## begin
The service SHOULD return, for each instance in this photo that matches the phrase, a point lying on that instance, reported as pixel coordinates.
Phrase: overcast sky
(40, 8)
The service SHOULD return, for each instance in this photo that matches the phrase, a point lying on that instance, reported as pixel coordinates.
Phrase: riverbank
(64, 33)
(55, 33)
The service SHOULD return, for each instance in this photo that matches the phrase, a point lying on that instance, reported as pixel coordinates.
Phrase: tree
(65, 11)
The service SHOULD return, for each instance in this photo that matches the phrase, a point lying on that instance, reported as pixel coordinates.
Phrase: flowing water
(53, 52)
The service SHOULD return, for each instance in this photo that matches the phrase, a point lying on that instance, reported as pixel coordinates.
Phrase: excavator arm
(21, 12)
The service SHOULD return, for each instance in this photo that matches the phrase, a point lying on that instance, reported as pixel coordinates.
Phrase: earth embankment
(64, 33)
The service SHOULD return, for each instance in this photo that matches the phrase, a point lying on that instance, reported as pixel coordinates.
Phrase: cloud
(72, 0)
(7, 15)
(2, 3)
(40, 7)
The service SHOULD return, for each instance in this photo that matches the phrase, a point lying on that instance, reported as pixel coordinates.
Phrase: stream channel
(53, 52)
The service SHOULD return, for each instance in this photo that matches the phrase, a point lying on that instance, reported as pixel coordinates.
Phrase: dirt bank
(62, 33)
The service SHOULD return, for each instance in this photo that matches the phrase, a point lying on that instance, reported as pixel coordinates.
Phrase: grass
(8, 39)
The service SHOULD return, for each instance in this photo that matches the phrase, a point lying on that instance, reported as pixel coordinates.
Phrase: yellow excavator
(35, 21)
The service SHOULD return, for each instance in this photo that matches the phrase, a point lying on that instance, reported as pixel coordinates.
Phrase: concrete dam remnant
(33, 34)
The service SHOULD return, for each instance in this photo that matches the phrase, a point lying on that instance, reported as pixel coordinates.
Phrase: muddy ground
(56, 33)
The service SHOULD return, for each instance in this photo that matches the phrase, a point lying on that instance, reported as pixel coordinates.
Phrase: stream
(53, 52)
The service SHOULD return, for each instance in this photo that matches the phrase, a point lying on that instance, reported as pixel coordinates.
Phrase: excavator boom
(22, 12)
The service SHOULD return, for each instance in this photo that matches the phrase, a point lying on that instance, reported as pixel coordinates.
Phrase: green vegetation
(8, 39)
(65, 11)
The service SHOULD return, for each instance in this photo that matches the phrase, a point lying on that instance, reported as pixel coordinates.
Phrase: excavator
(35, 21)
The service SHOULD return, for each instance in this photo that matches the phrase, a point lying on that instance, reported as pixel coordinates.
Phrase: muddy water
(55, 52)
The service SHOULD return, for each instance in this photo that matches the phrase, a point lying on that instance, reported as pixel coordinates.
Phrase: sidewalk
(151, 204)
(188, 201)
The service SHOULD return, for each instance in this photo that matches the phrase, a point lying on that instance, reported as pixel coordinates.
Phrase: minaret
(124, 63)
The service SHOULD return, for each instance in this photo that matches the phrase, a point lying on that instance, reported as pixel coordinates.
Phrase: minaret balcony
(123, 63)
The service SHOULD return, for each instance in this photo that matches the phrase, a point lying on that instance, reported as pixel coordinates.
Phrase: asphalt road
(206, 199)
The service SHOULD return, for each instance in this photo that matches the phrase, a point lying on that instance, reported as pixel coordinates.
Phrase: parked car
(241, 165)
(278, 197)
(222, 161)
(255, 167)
## end
**Required work**:
Please return each line of the rows above that contains the word "muddy", copying every such line unchanged.

**Solution to this task**:
Phrase: muddy ground
Phrase: muddy water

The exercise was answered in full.